→ **GIVEN PROBLEM**: Swap "rear wheel" for "back wheel" and write out everything from the start of the records down to the line containing "[66,32,81,76]", with all else unchanged.

→ **INFORMATION SHOWN**:
•••••

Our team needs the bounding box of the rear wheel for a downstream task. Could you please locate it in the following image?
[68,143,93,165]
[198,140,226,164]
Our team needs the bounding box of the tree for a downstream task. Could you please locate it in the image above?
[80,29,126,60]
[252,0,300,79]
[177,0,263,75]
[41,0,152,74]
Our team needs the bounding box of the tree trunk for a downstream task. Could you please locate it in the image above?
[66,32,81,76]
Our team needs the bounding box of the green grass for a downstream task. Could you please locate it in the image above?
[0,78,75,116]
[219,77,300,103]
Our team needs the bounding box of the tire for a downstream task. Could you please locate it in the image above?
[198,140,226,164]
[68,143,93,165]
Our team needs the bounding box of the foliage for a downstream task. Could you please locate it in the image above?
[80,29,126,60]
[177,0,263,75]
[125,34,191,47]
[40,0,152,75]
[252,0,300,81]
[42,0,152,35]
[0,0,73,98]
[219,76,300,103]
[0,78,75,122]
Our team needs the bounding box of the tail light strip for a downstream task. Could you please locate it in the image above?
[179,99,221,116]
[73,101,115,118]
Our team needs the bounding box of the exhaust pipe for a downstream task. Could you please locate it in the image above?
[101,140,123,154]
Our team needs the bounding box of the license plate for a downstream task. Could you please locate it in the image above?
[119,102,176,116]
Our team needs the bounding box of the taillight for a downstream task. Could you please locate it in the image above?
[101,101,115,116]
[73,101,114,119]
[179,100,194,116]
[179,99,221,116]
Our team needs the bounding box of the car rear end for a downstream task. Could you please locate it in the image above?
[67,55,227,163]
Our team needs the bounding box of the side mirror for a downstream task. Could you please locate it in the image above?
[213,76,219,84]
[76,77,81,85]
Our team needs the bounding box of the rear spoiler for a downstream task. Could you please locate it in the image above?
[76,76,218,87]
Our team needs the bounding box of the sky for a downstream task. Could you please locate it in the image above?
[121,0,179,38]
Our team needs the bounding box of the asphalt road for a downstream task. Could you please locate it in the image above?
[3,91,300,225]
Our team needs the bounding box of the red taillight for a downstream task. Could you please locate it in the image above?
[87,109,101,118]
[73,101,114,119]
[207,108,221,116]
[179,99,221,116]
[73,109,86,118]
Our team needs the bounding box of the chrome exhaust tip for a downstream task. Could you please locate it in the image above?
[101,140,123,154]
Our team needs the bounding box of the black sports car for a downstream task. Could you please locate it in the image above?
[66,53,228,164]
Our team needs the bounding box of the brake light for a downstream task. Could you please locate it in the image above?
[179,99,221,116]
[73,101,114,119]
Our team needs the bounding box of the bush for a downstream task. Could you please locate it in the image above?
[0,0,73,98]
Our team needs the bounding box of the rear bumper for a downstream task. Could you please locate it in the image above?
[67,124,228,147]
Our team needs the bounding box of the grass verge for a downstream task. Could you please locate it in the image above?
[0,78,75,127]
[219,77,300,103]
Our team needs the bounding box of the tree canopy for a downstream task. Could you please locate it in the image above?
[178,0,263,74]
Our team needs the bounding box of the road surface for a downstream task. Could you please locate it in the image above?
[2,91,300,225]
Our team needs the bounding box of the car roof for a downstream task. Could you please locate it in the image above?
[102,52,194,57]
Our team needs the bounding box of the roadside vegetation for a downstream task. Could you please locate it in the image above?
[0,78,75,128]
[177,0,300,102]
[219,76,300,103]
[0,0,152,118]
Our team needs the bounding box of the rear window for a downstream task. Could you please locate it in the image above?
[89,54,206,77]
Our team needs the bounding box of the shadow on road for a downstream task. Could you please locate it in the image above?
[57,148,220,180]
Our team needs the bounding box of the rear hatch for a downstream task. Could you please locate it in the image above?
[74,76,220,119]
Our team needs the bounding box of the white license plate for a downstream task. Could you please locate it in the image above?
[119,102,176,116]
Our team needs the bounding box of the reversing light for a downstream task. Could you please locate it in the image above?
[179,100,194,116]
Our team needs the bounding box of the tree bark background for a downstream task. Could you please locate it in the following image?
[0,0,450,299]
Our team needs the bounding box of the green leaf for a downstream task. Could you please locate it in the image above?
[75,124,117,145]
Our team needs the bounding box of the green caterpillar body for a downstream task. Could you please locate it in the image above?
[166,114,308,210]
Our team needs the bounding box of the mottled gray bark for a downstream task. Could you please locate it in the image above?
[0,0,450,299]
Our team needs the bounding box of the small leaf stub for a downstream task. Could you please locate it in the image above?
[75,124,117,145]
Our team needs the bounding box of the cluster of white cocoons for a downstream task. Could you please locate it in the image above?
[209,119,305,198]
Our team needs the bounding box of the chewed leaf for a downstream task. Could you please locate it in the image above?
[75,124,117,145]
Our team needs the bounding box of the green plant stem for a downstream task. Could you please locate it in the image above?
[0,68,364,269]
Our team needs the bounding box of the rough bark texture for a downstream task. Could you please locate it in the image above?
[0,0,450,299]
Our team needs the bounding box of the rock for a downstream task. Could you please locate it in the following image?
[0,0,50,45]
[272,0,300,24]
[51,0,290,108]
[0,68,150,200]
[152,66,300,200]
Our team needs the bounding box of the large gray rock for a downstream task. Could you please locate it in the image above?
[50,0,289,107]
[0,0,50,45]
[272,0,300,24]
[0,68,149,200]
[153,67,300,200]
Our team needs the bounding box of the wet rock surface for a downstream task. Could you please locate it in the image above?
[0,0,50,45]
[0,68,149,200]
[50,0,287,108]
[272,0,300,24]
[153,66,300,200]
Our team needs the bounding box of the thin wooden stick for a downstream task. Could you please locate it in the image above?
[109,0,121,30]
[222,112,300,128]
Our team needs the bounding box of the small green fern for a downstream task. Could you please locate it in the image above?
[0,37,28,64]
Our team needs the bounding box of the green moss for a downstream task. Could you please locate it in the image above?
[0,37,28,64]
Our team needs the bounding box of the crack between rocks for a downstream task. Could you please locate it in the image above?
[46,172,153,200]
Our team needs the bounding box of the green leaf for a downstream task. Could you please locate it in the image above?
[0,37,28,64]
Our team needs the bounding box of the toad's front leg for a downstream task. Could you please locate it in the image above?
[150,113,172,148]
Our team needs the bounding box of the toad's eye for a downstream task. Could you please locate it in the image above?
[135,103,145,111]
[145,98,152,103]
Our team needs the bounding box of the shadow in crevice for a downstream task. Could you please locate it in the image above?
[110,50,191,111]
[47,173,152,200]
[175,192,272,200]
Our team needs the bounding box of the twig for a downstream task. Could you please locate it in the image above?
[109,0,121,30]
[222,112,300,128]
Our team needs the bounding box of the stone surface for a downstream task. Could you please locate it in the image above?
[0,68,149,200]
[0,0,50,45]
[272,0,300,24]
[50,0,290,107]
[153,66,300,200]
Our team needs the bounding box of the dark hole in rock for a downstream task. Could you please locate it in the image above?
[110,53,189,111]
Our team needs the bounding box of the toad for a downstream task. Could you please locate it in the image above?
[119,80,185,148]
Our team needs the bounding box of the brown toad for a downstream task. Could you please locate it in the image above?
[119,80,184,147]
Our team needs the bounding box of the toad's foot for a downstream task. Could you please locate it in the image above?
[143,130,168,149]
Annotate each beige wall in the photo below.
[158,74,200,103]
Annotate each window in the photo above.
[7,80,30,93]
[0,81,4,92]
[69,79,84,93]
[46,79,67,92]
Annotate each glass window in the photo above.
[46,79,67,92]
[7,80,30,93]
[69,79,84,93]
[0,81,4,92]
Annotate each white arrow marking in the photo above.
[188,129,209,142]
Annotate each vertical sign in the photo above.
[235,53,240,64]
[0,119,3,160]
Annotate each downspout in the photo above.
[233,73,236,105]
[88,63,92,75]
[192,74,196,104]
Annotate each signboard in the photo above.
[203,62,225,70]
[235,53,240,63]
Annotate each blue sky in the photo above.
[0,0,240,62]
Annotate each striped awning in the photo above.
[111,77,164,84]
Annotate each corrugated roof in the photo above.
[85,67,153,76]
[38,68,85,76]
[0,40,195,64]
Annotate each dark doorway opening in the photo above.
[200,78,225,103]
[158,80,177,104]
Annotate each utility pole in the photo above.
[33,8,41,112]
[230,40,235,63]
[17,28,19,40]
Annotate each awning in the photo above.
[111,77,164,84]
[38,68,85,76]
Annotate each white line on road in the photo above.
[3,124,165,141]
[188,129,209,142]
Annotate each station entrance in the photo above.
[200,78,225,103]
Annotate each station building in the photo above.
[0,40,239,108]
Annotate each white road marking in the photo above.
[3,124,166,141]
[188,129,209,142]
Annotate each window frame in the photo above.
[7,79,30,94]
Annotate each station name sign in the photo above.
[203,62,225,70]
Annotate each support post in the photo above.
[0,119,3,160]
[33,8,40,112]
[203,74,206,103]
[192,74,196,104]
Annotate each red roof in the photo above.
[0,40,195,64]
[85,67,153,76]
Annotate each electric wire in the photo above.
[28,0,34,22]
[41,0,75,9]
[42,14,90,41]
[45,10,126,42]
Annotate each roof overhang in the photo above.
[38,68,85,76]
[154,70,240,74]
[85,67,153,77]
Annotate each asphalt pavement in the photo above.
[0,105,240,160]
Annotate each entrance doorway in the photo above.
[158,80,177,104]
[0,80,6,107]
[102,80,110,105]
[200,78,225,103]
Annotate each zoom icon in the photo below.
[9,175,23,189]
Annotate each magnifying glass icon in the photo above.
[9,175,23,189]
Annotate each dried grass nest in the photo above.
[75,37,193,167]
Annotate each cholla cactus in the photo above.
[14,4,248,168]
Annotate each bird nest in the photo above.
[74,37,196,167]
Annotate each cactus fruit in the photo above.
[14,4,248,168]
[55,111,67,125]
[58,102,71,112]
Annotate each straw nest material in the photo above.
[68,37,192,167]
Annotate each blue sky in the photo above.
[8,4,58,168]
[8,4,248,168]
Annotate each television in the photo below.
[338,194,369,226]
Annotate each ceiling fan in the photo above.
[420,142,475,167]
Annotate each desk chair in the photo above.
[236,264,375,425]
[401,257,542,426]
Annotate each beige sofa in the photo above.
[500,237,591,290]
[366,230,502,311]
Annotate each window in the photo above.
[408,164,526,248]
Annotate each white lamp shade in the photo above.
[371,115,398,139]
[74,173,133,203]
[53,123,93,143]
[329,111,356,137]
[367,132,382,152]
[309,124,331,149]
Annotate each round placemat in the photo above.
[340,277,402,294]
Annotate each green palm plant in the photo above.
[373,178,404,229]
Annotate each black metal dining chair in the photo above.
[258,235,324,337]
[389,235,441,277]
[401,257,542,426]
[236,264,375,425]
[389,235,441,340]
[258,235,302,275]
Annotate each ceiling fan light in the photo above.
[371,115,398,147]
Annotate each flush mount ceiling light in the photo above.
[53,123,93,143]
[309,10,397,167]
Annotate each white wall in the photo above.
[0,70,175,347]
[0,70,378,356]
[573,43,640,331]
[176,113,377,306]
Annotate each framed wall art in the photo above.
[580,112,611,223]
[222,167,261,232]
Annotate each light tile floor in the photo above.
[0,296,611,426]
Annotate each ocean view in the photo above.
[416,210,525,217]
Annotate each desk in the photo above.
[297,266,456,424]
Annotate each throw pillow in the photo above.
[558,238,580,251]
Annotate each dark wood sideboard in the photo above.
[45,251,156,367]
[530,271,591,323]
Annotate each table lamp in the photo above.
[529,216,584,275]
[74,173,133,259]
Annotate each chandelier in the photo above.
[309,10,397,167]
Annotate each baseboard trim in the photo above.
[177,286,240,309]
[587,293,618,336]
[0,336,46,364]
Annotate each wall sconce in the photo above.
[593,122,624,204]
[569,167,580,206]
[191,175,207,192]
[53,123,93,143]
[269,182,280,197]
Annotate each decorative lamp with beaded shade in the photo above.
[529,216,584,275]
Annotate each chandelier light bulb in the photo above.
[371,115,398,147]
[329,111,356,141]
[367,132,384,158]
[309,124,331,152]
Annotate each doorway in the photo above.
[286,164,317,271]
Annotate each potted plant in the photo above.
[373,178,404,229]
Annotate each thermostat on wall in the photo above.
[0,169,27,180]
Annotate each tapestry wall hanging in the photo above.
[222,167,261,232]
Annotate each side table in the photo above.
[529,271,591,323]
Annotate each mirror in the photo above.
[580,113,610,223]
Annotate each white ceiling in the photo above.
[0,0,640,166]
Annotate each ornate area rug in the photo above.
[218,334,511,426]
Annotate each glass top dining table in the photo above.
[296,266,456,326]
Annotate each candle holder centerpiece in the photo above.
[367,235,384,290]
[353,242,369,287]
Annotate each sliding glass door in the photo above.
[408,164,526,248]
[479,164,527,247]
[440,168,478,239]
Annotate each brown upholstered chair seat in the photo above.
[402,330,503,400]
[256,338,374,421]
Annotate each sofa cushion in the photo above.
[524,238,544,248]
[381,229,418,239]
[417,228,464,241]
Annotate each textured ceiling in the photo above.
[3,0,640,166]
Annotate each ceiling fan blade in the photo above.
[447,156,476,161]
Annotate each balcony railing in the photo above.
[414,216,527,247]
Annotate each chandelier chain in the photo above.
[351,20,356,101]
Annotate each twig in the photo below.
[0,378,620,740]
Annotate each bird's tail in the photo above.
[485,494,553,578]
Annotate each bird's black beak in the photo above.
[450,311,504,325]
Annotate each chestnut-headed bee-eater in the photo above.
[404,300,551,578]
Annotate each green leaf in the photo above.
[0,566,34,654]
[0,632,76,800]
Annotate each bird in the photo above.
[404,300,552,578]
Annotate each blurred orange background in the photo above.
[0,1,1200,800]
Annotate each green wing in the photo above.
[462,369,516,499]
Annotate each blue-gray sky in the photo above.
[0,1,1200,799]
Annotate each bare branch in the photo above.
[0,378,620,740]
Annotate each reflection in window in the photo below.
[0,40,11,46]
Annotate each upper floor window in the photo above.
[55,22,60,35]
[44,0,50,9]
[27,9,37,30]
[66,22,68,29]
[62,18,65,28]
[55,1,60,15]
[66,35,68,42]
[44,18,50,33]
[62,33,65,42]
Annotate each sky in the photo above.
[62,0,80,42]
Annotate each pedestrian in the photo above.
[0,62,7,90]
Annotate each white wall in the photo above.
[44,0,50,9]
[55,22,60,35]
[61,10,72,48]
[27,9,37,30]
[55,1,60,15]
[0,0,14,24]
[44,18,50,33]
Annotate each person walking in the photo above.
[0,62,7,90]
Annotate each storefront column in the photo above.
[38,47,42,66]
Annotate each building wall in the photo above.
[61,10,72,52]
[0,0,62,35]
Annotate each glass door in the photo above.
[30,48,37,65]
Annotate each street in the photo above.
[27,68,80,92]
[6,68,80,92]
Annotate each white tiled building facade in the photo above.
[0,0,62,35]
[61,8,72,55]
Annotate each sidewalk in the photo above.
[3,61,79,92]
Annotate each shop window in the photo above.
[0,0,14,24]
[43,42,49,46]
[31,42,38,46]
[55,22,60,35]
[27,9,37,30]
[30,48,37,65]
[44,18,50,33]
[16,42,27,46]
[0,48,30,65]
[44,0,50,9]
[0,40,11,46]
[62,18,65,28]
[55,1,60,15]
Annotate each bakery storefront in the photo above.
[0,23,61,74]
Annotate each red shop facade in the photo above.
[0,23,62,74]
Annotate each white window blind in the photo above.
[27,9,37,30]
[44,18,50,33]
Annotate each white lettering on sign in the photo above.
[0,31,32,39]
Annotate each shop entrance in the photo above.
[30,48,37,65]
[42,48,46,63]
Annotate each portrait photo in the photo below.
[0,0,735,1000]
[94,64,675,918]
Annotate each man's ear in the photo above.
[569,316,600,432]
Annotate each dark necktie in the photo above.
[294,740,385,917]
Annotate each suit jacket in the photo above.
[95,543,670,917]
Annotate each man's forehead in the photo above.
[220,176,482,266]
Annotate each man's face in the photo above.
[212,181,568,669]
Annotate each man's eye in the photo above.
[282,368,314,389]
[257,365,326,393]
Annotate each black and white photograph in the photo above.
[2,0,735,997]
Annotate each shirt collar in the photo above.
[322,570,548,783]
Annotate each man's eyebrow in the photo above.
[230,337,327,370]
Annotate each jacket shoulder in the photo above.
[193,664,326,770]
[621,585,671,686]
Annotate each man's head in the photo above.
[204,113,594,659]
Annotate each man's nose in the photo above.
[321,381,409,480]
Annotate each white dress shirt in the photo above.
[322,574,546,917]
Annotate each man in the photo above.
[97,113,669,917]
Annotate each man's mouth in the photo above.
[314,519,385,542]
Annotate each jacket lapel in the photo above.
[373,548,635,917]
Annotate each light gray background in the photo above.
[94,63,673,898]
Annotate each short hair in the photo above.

•••••

→ **SOLUTION**:
Our team needs the bounding box of the back wheel for a downstream task. Could you please locate it in the following image?
[68,143,93,165]
[198,140,226,164]
Our team needs the bounding box of the tree for a downstream task. Could you please locate it in the image above?
[80,29,126,60]
[252,0,300,79]
[177,0,263,75]
[41,0,152,74]
Our team needs the bounding box of the tree trunk for a downstream task. Could you please locate it in the image above?
[66,32,81,76]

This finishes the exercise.